Dataset records Start Marker

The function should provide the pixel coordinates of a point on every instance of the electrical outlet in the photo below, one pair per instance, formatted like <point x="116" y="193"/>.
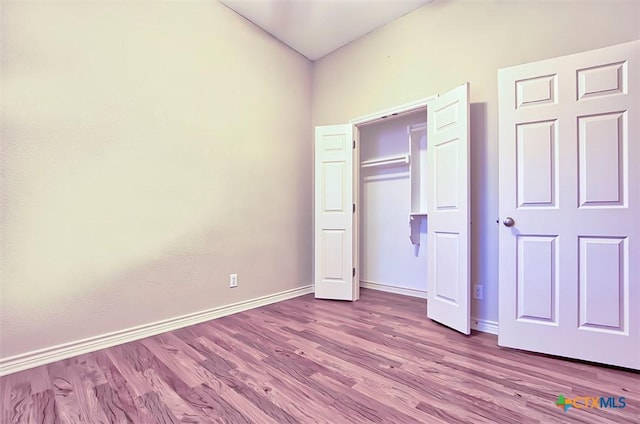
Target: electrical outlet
<point x="478" y="292"/>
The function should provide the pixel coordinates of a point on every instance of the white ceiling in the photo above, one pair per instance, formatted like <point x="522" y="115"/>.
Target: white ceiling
<point x="318" y="27"/>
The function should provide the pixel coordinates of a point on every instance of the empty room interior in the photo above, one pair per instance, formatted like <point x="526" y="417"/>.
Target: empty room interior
<point x="326" y="211"/>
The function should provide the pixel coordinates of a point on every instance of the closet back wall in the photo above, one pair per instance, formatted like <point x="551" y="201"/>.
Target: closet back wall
<point x="149" y="149"/>
<point x="446" y="43"/>
<point x="387" y="255"/>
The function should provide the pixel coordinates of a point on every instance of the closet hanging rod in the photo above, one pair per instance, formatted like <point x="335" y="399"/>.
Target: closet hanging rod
<point x="385" y="161"/>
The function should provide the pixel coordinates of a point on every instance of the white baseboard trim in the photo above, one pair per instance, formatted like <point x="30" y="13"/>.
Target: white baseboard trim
<point x="477" y="324"/>
<point x="47" y="355"/>
<point x="484" y="325"/>
<point x="422" y="294"/>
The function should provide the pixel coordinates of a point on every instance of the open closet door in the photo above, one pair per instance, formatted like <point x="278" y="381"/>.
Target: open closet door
<point x="448" y="222"/>
<point x="333" y="230"/>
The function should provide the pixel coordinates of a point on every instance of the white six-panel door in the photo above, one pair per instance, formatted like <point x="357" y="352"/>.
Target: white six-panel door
<point x="448" y="281"/>
<point x="569" y="156"/>
<point x="334" y="275"/>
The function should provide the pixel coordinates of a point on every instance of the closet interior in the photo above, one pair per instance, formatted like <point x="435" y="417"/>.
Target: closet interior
<point x="392" y="199"/>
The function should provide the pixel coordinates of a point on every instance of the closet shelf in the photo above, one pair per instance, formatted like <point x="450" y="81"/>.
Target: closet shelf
<point x="391" y="160"/>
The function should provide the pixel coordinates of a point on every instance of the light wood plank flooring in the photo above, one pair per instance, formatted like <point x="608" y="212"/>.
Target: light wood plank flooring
<point x="303" y="360"/>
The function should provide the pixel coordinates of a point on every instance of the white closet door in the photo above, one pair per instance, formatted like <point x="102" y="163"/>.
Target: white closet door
<point x="570" y="183"/>
<point x="334" y="217"/>
<point x="448" y="209"/>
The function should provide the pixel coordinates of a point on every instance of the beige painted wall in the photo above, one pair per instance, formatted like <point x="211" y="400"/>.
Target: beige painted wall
<point x="148" y="149"/>
<point x="445" y="43"/>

Dataset records End Marker

What you have to do: A verbatim copy of every record above is required, with all pictures omitted.

Solution to this exercise:
The function should provide the pixel coordinates of a point on every instance of the electrical outlet in the photo below, one pair per instance, formatted like <point x="116" y="193"/>.
Target: electrical outlet
<point x="478" y="292"/>
The function should provide the pixel coordinates of a point on every instance of the white ceiling in the photo above, one pair per instance, formatted like <point x="522" y="115"/>.
Target: white ceiling
<point x="318" y="27"/>
The function should provide the pixel coordinates of a point on every instance of the empty room interior in the photo above, one pair per instance, formatted like <point x="526" y="417"/>.
Target: empty room interior
<point x="326" y="211"/>
The function should provide the pixel coordinates of a point on every instance of the closet back wall in the photo above, one pair per instance, formatted like <point x="551" y="201"/>.
Target: closet back wall
<point x="149" y="149"/>
<point x="446" y="43"/>
<point x="387" y="255"/>
The function should provide the pixel coordinates of a point on every instance of the closet hanging rod in the photo above, one pair per instance, formatted like <point x="335" y="399"/>.
Target: closet hanging rod
<point x="385" y="161"/>
The function should provide the pixel coordinates of a point on every instance of the white baseboard trim in the photo above, one pair per instance, formatted like <point x="30" y="13"/>.
Target: white baseboard trim
<point x="477" y="324"/>
<point x="47" y="355"/>
<point x="484" y="325"/>
<point x="422" y="294"/>
The function should provide the pixel coordinates of a point on every instance of the open closet door in the photo above, one pair per instance, formatted like <point x="278" y="381"/>.
Target: open closet door
<point x="448" y="222"/>
<point x="333" y="230"/>
The function should provide the pixel coordinates of a point on every instance of the white six-panel door in the photo above, one pair per instance, formatted like <point x="357" y="352"/>.
Target: white six-panel door
<point x="448" y="281"/>
<point x="569" y="156"/>
<point x="334" y="275"/>
The function should provide the pixel coordinates of a point on every instance of the closet interior in the photo above, one pair per instance, formatted like <point x="435" y="417"/>.
Target: closet interior
<point x="392" y="199"/>
The function should provide the pixel coordinates of a point on every instance of the closet shelf in the photo above, one pair per instance, formatted like <point x="450" y="81"/>.
Target: closet shelf
<point x="391" y="160"/>
The function should provide the pixel coordinates of a point on every instance of the light wood plank flooring in the photo above, one pair per instance, formatted like <point x="608" y="212"/>.
Target: light wood plank flooring
<point x="303" y="360"/>
The function should provide the pixel coordinates of a point on every instance of the white closet door in the photo above, one pair per instance, formatted like <point x="102" y="163"/>.
Target: white closet door
<point x="570" y="183"/>
<point x="334" y="217"/>
<point x="448" y="209"/>
The function should provide the pixel coordinates of a point on every instance of the beige painted wall in the photo above, one pair per instance, formatted like <point x="211" y="400"/>.
Target: beige painted wall
<point x="148" y="149"/>
<point x="445" y="43"/>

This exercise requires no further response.